** START Records to process **

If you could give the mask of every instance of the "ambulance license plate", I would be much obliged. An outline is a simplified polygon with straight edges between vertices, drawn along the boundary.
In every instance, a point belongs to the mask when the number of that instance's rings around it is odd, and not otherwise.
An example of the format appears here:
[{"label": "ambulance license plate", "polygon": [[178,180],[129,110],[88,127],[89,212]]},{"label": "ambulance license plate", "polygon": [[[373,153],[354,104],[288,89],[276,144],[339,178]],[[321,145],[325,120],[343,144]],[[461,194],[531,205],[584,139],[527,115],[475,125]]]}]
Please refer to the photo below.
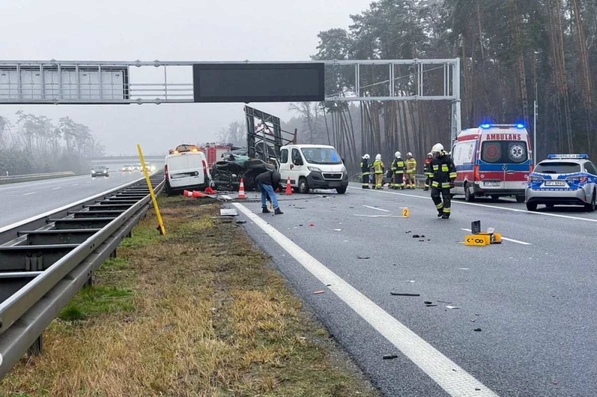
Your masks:
[{"label": "ambulance license plate", "polygon": [[546,181],[546,186],[565,186],[566,182],[564,181]]}]

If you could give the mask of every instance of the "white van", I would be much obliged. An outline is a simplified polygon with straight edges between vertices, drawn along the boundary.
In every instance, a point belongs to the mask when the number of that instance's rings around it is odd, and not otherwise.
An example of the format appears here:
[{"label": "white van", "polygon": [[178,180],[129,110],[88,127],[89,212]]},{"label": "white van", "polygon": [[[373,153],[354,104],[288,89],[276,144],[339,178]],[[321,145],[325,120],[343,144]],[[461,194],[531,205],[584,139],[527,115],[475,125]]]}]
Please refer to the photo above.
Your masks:
[{"label": "white van", "polygon": [[293,190],[300,193],[308,193],[310,189],[336,189],[343,194],[348,187],[346,168],[333,146],[282,146],[279,172],[282,187],[290,176]]},{"label": "white van", "polygon": [[184,190],[203,191],[210,186],[211,176],[205,154],[196,147],[184,146],[171,151],[166,156],[164,170],[168,196],[181,194]]}]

** END Records to process **

▶ [Task directions]
Please copy out the records word for word, starting from their first line and ending with the line that contains "Please refer to the photo below.".

▶ [Reply to the task]
If you could give the mask of every instance of the "ambulance license plate", I would be much obliged. An outline is a simplified polygon with straight edges between vertices, drawn along the boundary.
In every instance, a point belongs to the mask when the number of that instance's rings around it is odd, and not otherwise.
An example of the format appears here:
[{"label": "ambulance license plate", "polygon": [[178,180],[129,110],[88,127],[89,212]]},{"label": "ambulance license plate", "polygon": [[[373,153],[354,104],[288,89],[276,144],[339,178]],[[321,145],[325,120],[343,144]],[[461,194],[531,205],[584,139],[527,115],[475,125]]]}]
Please refer to the photo below.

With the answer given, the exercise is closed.